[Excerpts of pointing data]

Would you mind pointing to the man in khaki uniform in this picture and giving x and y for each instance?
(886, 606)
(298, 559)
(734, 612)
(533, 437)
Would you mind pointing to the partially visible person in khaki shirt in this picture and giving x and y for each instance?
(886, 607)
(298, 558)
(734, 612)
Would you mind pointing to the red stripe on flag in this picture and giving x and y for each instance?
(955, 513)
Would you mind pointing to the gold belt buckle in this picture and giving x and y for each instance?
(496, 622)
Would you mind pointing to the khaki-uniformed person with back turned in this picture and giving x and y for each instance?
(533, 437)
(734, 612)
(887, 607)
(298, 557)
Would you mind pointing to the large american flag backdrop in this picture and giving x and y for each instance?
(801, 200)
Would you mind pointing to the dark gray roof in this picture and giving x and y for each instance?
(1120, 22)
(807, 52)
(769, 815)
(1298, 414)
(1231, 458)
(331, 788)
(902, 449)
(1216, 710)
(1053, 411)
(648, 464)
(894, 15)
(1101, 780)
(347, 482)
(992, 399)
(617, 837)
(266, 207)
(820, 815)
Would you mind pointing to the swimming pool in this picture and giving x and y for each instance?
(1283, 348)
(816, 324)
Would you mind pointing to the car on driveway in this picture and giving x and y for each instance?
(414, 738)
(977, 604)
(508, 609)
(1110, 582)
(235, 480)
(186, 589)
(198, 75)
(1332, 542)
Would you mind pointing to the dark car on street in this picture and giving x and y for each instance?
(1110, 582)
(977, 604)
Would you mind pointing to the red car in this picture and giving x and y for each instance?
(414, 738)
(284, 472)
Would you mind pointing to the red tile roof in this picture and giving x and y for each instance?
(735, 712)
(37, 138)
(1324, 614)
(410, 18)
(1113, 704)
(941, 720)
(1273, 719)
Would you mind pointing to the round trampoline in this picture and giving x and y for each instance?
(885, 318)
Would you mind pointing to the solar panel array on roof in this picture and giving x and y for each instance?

YOUR TASK:
Rewrite the items from the line containing "Would you mind pointing to the red car" through the end of the items, substituting "circular trampoline" for "round trampoline" and leaving everything else unchanged.

RESPONSE TO THIS TASK:
Would you mind pointing to the red car in this picture and giving x and y for each instance?
(414, 738)
(284, 472)
Would you mind pointing to the red tile roof in this picture and giving x and y for each instance?
(735, 712)
(37, 138)
(1324, 614)
(410, 18)
(1113, 704)
(941, 720)
(1273, 719)
Would you mind pointing to the circular trampoline in this picture and giving x and y for each instance?
(885, 318)
Would you mind pointing to the solar panel array on roof in this picture and giving x and y for each instance?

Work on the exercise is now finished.